TASK PROMPT
Convert every line of the records below into a numbered list, skipping any blank lines. Leave the pictures out of your answer.

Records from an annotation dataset
###
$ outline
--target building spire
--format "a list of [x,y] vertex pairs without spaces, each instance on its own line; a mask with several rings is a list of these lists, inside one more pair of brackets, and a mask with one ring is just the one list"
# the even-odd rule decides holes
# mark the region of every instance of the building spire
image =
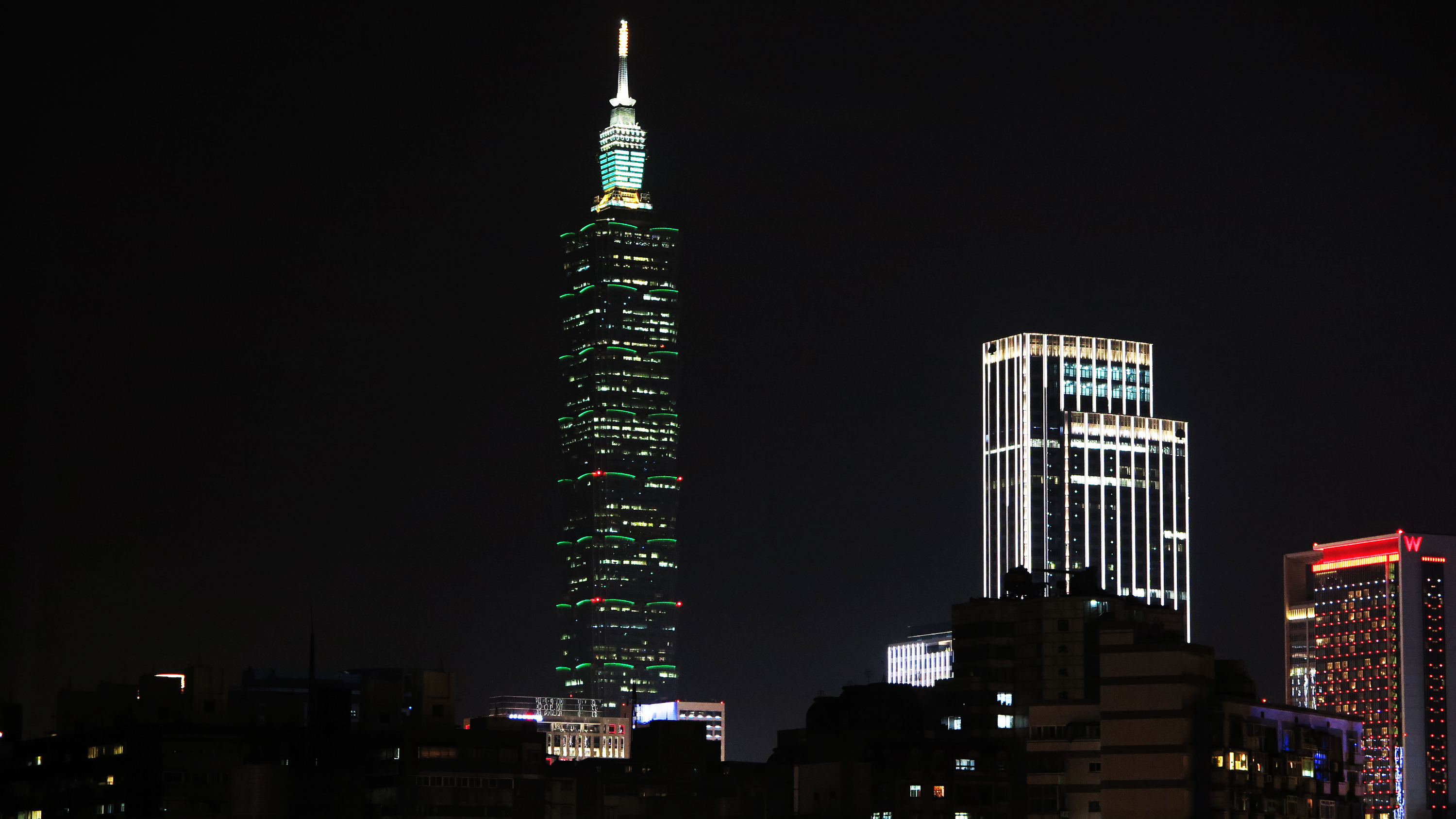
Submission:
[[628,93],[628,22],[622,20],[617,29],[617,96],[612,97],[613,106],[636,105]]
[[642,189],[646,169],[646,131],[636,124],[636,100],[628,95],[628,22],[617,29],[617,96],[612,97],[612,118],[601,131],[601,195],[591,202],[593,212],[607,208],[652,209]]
###
RESPONSE
1. $ outline
2. --target building spire
3. --format "a list of [x,y] vertex pairs without spaces, each instance on its own line; a mask with several rings is a list of these lists, inside one more pair of brackets, and a mask with one ring is just the one list"
4. # the even-odd rule decides holes
5. # mark the region of every instance of the building spire
6. image =
7. Submission:
8. [[628,93],[628,22],[622,20],[617,29],[617,96],[612,97],[613,106],[636,105]]
9. [[642,189],[646,169],[646,131],[636,124],[636,100],[628,95],[628,22],[617,29],[617,96],[612,97],[612,118],[601,131],[601,195],[591,202],[593,212],[607,208],[652,209]]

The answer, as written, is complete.